Lista de tareas:
1. En el texto sobre Domingo de Soto, ¿en qué año consiguió la cátedra de Vísperas?
2. Resume en dos oraciones el texto sobre Domingo de Soto.
3. Sigue escribiendo el texto sobre Domingo de Soto desde donde termina.

Texto dado:
_ _ _ _
Es un hecho comúnmente aceptado que la gran aportación de Domingo de Soto a la Escuela de Salamanca fue la de sintetizar y difundir las ideas de Francisco de Vitoria. Siendo esto cierto, no es justo reducir a un personaje de la talla de Soto al papel de mero imitador de su maestro. Lo que queremos hacer aquí es mostrar las tesis más importantes y originales de su pensamiento aprovechando que este mes se cumple el quinto centenario de su llegada al Convento de San Esteban – en cuyo Panteón de teólogos se halla enterrado – y a la Universidad de Salamanca.
Domingo de Soto nació en Segovia en 1495. Hijo de una familia de labriegos, sus buenos resultados en los estudios de latinidad le valieron para que las autoridades eclesiásticas se fijaran en sus capacidades y lo enviaran a la Universidad de Alcalá en 1512. Allí comenzó su formación en artes – lo que ahora conocemos como filosofía -, la cual completó en la Universidad de París entre 1517 y 1519. Durante esos años, iniciaría también sus estudios en teología en el Colegio de Santiago, donde un joven Francisco de Vitoria utilizaba la Suma teológica de Tomás de Aquino para explicar esta disciplina. Tras volver a Alcalá en 1519, Soto ejerció como profesor de artes hasta que en 1524, a raíz de una fuerte crisis espiritual, decidió dejar la enseñanza. Por suerte, recuperó su vocación académica y a finales de 1525, tras ordenarse dominico, se trasladó al Convento de San Esteban de Salamanca. Ya bajo la tutela de Vitoria, se doctorará en teología y obtendrá la cátedra de Vísperas en 1532.
_ _ _ _
Datos guardados:

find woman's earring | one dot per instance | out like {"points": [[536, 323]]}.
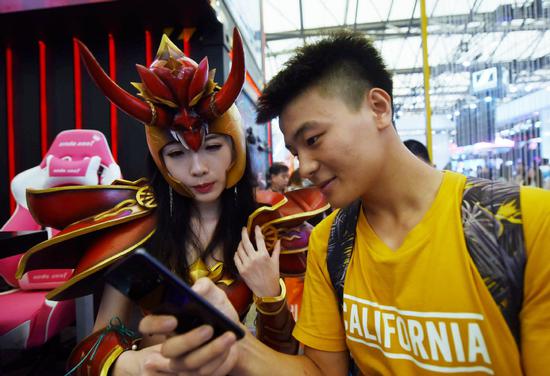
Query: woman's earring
{"points": [[171, 194]]}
_ _ _ _
Respuestas:
1. En 1532.

2. Aunque suele decirse que lo más importante que aportó Domingo de Soto a la Escuela de Salamanca fue resumir y dar a conocer las ideas de Francisco de Vitoria, no es justo verlo solo como un imitador de su maestro. Nacido en Segovia en 1495 en una familia de labriegos, estudió en Alcalá y en París, fue profesor de artes en Alcalá y, tras hacerse dominico, se fue en 1525 al Convento de San Esteban de Salamanca, donde se doctoró en teología y logró la cátedra de Vísperas en 1532.

3.
Soto detentó esta cátedra de la Universidad de Salamanca hasta su partida al Concilio de Trento en 1545, aunque sus intereses durante esos años no fueron meramente teológicos. Su prestigio como profesor en artes hizo que la Corona le encargara la reforma del plan de estudios de filosofía y la redacción de una serie de manuales sobre lógica y física que se acabarían utilizando en gran parte de las universidades del reino. Es aquí donde encontramos una de las mayores aportaciones del segoviano a la historia del pensamiento. En la cuestión tercera del libro séptimo de sus Cuestiones sobre los ocho libros de la Física de Aristóteles nuestro autor dice lo siguiente: “Este tipo de movimiento [uniformemente disforme con respecto al tiempo] propiamente sucede en los [cuerpos] movidos de manera natural y en los proyectiles. Donde un peso cae desde lo alto por un medio uniforme, se mueve más veloz en el fin que en el principio; sin embargo, el movimiento de los proyectiles es más lento al final que al principio. El primero aumenta de modo uniformemente disforme y el segundo, en cambio, disminuye de modo uniformemente disforme”.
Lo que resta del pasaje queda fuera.